▶ Data for this task:
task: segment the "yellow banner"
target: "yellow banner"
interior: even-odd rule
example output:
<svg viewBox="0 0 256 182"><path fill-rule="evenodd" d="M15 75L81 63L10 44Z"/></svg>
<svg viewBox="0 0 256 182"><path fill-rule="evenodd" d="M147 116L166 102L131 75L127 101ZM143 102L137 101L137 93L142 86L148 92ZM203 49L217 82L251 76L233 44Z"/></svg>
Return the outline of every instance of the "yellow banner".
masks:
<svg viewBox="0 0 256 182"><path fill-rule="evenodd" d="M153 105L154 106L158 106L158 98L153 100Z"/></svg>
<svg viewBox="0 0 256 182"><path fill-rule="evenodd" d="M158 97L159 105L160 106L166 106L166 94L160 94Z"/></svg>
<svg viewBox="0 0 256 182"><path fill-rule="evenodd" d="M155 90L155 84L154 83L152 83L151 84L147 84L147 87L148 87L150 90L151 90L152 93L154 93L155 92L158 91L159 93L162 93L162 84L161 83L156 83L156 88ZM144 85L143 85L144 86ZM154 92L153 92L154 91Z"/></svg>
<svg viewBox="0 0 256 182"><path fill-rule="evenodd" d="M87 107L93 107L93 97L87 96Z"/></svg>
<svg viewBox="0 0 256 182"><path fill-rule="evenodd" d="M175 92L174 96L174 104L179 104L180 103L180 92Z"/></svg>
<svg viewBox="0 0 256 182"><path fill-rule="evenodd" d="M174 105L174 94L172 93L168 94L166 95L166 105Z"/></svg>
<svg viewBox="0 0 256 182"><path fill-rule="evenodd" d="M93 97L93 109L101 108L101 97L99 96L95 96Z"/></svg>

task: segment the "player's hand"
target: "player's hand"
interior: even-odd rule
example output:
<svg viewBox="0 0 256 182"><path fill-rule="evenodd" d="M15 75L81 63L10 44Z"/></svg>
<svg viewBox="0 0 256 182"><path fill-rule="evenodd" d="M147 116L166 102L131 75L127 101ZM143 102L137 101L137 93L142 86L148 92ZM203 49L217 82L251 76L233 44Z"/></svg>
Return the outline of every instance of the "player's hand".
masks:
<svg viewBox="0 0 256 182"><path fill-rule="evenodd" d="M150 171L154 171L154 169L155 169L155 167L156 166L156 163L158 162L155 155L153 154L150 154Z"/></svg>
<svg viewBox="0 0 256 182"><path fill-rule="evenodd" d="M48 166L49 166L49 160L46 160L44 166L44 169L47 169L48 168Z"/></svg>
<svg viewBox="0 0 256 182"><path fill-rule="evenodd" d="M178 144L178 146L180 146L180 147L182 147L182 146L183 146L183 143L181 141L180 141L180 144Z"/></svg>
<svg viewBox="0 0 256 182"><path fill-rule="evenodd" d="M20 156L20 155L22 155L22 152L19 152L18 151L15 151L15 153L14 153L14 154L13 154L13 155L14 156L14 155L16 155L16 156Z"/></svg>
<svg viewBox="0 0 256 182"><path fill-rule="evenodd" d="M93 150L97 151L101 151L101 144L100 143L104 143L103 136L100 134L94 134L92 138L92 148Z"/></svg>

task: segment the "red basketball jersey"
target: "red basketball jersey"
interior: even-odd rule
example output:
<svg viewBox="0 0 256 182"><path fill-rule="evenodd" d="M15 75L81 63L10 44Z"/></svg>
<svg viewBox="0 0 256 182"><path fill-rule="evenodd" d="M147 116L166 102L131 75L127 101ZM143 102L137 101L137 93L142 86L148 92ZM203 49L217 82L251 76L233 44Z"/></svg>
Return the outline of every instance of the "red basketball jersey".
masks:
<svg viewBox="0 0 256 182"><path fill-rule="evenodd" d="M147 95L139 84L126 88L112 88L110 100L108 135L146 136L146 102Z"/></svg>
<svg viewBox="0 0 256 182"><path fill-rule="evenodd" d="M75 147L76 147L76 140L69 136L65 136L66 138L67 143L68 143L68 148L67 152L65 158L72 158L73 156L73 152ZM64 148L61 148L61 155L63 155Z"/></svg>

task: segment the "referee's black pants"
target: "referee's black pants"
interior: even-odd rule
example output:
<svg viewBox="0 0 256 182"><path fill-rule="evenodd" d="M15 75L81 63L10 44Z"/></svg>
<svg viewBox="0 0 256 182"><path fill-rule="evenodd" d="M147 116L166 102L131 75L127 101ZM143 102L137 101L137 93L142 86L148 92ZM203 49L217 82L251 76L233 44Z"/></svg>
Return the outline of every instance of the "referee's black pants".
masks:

▶ What the task asks:
Render every line of the data above as a Markdown table with the columns "Row" and "Line", giving each line its row number and omitting blank lines.

▶ Full answer:
| Row | Line |
|---|---|
| 1 | task: segment the "yellow banner" |
| 2 | target: "yellow banner" |
| 3 | interior: even-odd rule |
| 4 | example output: |
| 5 | <svg viewBox="0 0 256 182"><path fill-rule="evenodd" d="M15 75L81 63L10 44Z"/></svg> |
| 6 | <svg viewBox="0 0 256 182"><path fill-rule="evenodd" d="M147 116L166 102L131 75L127 101ZM143 102L137 101L137 93L142 86L148 92ZM203 49L217 82L251 76L233 44Z"/></svg> |
| 7 | Return the outline of every instance of the "yellow banner". |
| 8 | masks: |
| 9 | <svg viewBox="0 0 256 182"><path fill-rule="evenodd" d="M153 105L154 106L158 106L158 98L153 100Z"/></svg> |
| 10 | <svg viewBox="0 0 256 182"><path fill-rule="evenodd" d="M158 97L159 105L160 106L166 106L166 94L160 94Z"/></svg> |
| 11 | <svg viewBox="0 0 256 182"><path fill-rule="evenodd" d="M155 90L155 84L154 83L152 83L151 84L147 84L147 87L148 87L150 90L151 90L152 93L154 93L155 92L158 91L159 93L162 93L162 84L161 83L156 83L156 88ZM144 85L143 85L144 86ZM154 92L153 92L154 91Z"/></svg> |
| 12 | <svg viewBox="0 0 256 182"><path fill-rule="evenodd" d="M87 107L93 107L93 97L87 96Z"/></svg> |
| 13 | <svg viewBox="0 0 256 182"><path fill-rule="evenodd" d="M175 92L174 96L174 104L179 104L180 103L180 92Z"/></svg> |
| 14 | <svg viewBox="0 0 256 182"><path fill-rule="evenodd" d="M174 105L174 94L172 93L168 94L166 95L166 105Z"/></svg> |
| 15 | <svg viewBox="0 0 256 182"><path fill-rule="evenodd" d="M93 97L93 109L101 108L101 97L99 96L95 96Z"/></svg> |
| 16 | task: segment the "player's hand" |
| 17 | target: "player's hand" |
| 18 | interior: even-odd rule |
| 19 | example output: |
| 20 | <svg viewBox="0 0 256 182"><path fill-rule="evenodd" d="M15 75L81 63L10 44Z"/></svg> |
| 21 | <svg viewBox="0 0 256 182"><path fill-rule="evenodd" d="M147 116L166 102L131 75L127 101ZM143 102L137 101L137 93L142 86L148 92ZM203 49L217 82L251 76L233 44Z"/></svg> |
| 22 | Return the outline of every instance of the "player's hand". |
| 23 | masks: |
| 24 | <svg viewBox="0 0 256 182"><path fill-rule="evenodd" d="M150 171L154 171L154 169L155 169L155 167L156 166L156 163L158 162L155 155L153 154L150 154Z"/></svg> |
| 25 | <svg viewBox="0 0 256 182"><path fill-rule="evenodd" d="M48 166L49 166L49 160L46 160L44 166L44 169L47 169L48 168Z"/></svg> |
| 26 | <svg viewBox="0 0 256 182"><path fill-rule="evenodd" d="M178 144L178 146L180 146L180 147L182 147L182 146L183 146L183 143L181 141L180 141L180 144Z"/></svg> |
| 27 | <svg viewBox="0 0 256 182"><path fill-rule="evenodd" d="M20 156L20 155L22 155L22 152L19 152L18 151L15 151L15 153L14 153L14 154L13 154L13 155L14 156L14 155L16 155L16 156Z"/></svg> |
| 28 | <svg viewBox="0 0 256 182"><path fill-rule="evenodd" d="M93 150L97 151L101 151L101 144L100 143L104 143L103 136L100 134L94 134L92 138L92 148Z"/></svg> |
| 29 | task: segment the "red basketball jersey" |
| 30 | target: "red basketball jersey" |
| 31 | interior: even-odd rule |
| 32 | example output: |
| 33 | <svg viewBox="0 0 256 182"><path fill-rule="evenodd" d="M15 75L81 63L10 44Z"/></svg> |
| 34 | <svg viewBox="0 0 256 182"><path fill-rule="evenodd" d="M147 116L166 102L131 75L127 101ZM143 102L137 101L137 93L142 86L148 92ZM203 49L217 82L251 76L233 44Z"/></svg> |
| 35 | Return the outline of every instance of the "red basketball jersey". |
| 36 | masks: |
| 37 | <svg viewBox="0 0 256 182"><path fill-rule="evenodd" d="M147 95L139 84L126 88L112 88L110 100L108 135L146 136L146 102Z"/></svg> |
| 38 | <svg viewBox="0 0 256 182"><path fill-rule="evenodd" d="M75 147L76 147L76 140L69 136L65 136L66 138L67 143L68 143L68 148L67 152L65 158L72 158L73 156L73 152ZM64 148L61 148L61 155L63 155Z"/></svg> |
| 39 | task: segment the "referee's black pants" |
| 40 | target: "referee's black pants" |
| 41 | interior: even-odd rule |
| 42 | example output: |
| 43 | <svg viewBox="0 0 256 182"><path fill-rule="evenodd" d="M15 75L81 63L10 44Z"/></svg> |
| 44 | <svg viewBox="0 0 256 182"><path fill-rule="evenodd" d="M147 116L166 102L131 75L127 101ZM143 102L137 101L137 93L142 86L148 92ZM203 49L217 82L251 76L233 44Z"/></svg> |
| 45 | Return the outline of every instance of the "referee's black pants". |
| 46 | masks: |